*Enunciado da tarefa*
Traduza para inglês a seguinte frase do texto sobre o cinema de Maurice Pialat: «A dureza quebra, rui e aí vemos o outro lado das coisas.»

Viagem sentimental quanto baste pelo cinema feroz, por vezes, frio e difícil (que morde, agride e punge) do cineasta francês Maurice Pialat, alvo de um ciclo organizado pela Leopardo Filmes. Este amor que existe é duro, por vezes estatual, mas outras vezes a estátua ganha vida, qual mito do Pigmaleão, sucumbindo à errância. E ao movimento errático da vida. Esta Sopa de Planos walshiana é como uma sopa da pedra bem substancial. Agarre-se à colher e prepare o estômago!

Pensar em estátuas leva-me, imediatamente, ao cinema de Alain Resnais, mas também aos corpos do grande cinema soviético (à cabeça, Dovzhenko) que, não sendo feitos de pedra, parecem sempre impor-se como monumentos vivos de uma revolução em curso ou sonhada. Logo depois vou parar, na viagem da minha mente, a um dos primeiros filmes de Maurice Pialat, lançado em 1960, sobre a vida na pululante área suburbana de Paris, habitada por uma depauperada – e esquecida – classe trabalhadora. Na realidade, isolo aqui o penúltimo plano do filme: o da mão do anjo que, visto de frente, parece ordenar e dirigir, mas, neste ângulo, se lança no vazio, pedindo clemência, salvação. O registo sorumbático deste retrato das banlieues diz já algo sobre a natureza convulsa e desesperada do cinema de Pialat. Há sempre uma dureza e uma frieza difíceis de encarar nos melhores filmes do cineasta francês, mas também estas são atravessadas pelo tal ângulo a partir do qual a mão se lança… como quem “pede uma mãozinha”. A dureza quebra, rui e aí vemos o outro lado das coisas. O filme tem um título que se racha ante aquilo que seria a desperançada escalpelização das relações amorosas nas obras de Pialat dos anos 70, sobretudo Nous ne vieillirons pas ensemble (Quando o Amor Acaba, 1972): “o amor existe”.

*Dados armazenados*
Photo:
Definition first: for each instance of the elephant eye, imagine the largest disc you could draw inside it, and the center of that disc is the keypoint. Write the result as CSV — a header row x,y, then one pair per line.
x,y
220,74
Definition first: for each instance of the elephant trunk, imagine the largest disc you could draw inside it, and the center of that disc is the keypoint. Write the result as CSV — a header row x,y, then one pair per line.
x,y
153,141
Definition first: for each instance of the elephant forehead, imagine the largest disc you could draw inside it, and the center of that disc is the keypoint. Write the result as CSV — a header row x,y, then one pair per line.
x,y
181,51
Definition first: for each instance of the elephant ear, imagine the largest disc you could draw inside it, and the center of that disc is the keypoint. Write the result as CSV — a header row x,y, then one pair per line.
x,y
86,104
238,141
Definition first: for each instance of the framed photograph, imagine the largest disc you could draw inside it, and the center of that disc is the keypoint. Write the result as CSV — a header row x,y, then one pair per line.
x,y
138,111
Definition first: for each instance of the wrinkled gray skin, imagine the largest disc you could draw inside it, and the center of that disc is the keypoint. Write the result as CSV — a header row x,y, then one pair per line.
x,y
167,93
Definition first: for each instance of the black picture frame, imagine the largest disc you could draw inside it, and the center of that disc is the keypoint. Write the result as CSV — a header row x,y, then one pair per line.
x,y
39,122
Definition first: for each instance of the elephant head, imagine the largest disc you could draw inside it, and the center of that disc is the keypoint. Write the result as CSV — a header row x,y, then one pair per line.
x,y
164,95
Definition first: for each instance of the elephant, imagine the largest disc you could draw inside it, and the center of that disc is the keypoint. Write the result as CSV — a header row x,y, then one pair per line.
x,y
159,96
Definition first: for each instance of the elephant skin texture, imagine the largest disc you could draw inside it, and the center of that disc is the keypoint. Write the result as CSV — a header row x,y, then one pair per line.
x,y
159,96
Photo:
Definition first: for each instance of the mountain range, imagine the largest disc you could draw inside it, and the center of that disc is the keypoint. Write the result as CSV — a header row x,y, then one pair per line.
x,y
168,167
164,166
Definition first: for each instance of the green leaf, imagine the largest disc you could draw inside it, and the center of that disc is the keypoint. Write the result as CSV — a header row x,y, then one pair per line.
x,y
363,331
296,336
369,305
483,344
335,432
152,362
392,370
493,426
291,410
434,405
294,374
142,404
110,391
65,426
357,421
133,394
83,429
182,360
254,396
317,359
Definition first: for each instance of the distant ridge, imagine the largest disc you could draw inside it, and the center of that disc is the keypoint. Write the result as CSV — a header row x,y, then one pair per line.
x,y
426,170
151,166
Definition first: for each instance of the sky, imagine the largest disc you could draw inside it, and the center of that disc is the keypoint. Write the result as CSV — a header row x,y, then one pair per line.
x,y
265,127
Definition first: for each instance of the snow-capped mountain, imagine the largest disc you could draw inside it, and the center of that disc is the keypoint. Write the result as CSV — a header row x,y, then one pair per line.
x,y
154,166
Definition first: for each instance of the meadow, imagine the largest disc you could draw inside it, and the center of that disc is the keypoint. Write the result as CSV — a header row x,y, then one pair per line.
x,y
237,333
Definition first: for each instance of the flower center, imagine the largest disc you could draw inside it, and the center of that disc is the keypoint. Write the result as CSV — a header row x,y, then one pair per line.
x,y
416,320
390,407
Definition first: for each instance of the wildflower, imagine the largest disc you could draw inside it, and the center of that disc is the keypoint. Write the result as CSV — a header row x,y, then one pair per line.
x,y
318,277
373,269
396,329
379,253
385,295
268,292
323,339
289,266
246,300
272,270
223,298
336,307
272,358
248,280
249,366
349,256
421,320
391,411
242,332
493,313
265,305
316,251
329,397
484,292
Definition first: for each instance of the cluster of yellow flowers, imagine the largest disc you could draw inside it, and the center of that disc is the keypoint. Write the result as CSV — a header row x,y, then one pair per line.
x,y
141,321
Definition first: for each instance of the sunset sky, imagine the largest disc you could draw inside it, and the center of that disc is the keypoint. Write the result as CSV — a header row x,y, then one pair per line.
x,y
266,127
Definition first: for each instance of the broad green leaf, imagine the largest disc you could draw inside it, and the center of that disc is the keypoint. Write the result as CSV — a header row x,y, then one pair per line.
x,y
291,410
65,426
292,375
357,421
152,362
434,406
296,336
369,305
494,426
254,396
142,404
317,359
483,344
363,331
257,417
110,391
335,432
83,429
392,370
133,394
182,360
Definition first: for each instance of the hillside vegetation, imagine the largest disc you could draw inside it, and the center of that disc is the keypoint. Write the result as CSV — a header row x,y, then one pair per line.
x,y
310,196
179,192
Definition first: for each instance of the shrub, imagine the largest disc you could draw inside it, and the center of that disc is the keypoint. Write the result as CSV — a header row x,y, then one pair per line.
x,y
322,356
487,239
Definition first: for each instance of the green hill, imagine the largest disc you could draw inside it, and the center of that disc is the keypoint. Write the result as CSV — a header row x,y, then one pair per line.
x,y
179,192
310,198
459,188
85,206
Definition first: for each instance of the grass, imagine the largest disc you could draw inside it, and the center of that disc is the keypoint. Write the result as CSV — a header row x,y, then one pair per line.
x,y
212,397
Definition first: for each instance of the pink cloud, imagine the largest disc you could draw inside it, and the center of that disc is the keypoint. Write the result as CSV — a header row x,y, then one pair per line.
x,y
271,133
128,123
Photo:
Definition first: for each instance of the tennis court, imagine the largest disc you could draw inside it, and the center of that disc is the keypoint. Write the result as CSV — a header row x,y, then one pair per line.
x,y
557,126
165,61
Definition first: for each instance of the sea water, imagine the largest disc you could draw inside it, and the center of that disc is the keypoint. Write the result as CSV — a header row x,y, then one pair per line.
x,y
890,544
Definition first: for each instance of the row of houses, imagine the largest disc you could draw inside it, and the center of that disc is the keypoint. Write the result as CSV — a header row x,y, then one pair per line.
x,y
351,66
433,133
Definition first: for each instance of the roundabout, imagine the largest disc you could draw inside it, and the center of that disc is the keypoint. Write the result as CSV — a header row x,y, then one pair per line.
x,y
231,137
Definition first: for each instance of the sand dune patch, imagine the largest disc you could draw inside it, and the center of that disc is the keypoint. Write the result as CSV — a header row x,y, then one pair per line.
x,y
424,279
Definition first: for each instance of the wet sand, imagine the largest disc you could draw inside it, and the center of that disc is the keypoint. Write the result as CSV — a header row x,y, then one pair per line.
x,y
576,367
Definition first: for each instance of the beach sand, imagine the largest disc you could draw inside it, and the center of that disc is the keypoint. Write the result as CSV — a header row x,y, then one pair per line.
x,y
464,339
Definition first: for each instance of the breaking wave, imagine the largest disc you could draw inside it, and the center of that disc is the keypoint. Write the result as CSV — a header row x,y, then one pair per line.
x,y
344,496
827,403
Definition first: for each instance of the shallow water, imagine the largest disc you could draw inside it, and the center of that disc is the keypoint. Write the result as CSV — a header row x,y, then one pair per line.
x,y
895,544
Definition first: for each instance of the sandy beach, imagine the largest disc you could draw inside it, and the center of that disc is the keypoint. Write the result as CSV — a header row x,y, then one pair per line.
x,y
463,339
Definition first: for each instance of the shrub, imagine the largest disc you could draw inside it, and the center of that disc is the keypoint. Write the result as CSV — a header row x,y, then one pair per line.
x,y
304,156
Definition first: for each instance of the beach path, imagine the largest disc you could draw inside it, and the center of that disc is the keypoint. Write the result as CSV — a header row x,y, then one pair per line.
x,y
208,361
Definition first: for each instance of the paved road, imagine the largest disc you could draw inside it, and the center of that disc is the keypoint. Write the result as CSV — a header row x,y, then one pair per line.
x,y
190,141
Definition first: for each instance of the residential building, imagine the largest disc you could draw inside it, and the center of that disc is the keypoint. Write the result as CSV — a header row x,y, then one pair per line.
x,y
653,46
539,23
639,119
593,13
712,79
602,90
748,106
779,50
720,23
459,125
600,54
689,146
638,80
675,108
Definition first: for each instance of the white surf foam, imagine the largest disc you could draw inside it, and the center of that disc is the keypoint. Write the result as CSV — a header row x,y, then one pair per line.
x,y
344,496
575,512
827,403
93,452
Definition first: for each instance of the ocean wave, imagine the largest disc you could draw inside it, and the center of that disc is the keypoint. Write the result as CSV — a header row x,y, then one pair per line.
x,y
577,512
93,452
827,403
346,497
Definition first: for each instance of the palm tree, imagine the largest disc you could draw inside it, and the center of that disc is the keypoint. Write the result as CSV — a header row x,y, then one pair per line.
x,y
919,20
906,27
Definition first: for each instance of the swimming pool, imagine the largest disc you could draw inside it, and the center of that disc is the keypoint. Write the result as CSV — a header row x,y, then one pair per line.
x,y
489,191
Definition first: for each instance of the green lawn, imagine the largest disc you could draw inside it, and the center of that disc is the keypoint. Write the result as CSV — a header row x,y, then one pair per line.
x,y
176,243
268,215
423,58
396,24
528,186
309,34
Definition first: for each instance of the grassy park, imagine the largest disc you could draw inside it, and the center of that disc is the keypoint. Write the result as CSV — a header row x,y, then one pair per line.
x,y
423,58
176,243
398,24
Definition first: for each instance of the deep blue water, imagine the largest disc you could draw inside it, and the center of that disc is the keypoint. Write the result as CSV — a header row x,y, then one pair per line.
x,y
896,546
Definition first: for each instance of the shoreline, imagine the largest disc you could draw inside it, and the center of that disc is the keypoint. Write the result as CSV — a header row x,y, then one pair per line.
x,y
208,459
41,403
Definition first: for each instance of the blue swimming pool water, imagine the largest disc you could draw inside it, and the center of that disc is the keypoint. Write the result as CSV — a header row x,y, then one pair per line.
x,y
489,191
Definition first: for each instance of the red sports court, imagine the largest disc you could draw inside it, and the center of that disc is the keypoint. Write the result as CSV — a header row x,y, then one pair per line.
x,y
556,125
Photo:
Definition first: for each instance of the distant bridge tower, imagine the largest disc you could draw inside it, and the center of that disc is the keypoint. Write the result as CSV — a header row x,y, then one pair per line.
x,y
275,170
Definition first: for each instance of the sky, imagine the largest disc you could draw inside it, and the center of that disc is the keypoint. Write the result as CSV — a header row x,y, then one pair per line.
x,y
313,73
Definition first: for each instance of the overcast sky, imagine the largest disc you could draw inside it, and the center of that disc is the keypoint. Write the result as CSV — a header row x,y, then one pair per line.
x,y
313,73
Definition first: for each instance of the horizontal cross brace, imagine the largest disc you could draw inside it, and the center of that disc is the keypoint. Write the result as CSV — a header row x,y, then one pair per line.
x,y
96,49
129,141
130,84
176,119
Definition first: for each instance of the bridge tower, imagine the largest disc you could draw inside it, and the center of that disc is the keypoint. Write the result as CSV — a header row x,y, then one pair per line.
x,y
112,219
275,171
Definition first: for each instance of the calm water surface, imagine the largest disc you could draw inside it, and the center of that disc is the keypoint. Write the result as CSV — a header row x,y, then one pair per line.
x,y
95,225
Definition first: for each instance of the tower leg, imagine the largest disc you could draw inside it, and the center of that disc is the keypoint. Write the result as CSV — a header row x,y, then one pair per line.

*Resultado da tarefa*
The harshness breaks, crumbles, and there we see the other side of things.